● Dataset records:
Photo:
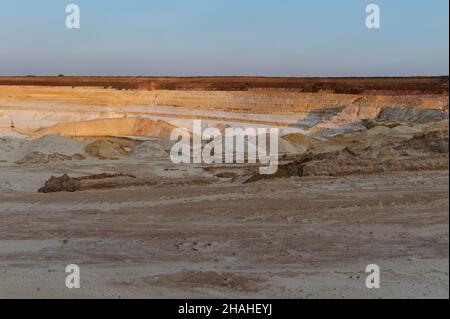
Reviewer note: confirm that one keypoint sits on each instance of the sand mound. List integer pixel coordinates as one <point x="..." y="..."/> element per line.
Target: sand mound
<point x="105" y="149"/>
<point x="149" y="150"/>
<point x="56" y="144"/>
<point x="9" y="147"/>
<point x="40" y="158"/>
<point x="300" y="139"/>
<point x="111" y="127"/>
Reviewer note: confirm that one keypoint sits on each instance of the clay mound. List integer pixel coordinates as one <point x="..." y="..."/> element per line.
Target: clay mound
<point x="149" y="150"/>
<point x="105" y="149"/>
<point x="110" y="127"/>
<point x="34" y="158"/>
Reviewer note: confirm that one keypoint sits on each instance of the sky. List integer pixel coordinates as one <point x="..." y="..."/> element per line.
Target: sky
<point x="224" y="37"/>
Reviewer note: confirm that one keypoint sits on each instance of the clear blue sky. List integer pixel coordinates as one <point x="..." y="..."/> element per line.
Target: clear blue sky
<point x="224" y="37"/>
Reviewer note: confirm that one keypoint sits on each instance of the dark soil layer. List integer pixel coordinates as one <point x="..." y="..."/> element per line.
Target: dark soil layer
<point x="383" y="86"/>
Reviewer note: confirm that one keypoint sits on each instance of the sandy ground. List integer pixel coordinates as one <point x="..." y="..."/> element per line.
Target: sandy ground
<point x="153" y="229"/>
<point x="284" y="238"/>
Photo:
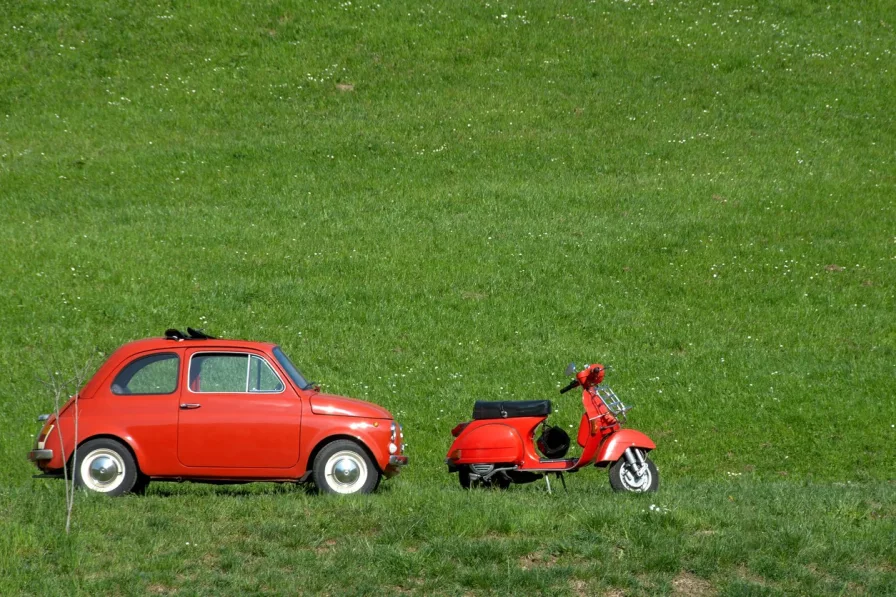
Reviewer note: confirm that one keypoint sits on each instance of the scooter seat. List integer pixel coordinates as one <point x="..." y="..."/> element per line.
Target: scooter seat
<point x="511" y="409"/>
---
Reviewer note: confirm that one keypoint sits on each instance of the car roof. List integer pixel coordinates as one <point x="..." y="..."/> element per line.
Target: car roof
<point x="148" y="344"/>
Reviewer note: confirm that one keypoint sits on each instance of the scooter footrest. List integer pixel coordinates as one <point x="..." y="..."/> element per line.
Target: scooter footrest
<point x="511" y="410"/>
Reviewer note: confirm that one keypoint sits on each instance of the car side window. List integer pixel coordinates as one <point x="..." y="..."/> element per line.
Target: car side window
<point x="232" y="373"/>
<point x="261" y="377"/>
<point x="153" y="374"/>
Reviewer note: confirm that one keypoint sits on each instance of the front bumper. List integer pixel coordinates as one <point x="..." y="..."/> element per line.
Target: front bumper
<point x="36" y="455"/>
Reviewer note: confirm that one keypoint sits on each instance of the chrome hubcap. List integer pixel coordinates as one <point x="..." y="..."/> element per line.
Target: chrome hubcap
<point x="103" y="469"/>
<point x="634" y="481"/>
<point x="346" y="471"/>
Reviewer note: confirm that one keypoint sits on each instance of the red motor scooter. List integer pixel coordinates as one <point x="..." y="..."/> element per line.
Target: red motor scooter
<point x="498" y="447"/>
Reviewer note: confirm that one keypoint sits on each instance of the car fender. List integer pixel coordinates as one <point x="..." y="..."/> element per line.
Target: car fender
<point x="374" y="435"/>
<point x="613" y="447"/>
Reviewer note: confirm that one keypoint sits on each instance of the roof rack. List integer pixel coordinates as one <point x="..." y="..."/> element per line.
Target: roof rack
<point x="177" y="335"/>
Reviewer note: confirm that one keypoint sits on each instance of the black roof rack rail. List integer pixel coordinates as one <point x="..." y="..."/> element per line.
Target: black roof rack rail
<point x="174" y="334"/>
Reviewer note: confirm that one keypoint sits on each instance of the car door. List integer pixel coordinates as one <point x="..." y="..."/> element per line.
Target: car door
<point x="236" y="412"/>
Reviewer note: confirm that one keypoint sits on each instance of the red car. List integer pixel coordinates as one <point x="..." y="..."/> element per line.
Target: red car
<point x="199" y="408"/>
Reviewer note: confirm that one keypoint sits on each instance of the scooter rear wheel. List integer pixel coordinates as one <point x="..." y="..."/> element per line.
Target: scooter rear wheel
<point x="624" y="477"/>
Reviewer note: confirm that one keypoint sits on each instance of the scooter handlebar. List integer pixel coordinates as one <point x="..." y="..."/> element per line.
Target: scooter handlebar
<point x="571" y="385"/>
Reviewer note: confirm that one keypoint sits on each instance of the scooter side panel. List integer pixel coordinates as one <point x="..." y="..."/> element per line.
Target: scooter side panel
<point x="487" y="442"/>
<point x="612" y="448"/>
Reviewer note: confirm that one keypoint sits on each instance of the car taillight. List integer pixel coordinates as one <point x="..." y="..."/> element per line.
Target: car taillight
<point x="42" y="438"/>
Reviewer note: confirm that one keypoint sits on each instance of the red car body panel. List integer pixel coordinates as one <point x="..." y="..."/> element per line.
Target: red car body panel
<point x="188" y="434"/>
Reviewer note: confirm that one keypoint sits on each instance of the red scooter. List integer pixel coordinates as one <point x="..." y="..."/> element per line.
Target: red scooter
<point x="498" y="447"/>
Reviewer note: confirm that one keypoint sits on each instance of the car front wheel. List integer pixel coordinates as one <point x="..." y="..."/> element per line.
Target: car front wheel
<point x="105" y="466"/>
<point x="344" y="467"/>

● About this task: Using the data above, repeat exactly the lines that begin at the line with "Target: car side window" and end at the line with "of the front", both ends included.

● Answer to the exercise:
Target: car side window
<point x="232" y="373"/>
<point x="261" y="377"/>
<point x="153" y="374"/>
Reviewer note: confirm that one keypoint sits on each instance of the front bumper. List integer pixel coordinates as one <point x="..." y="..."/> element per line.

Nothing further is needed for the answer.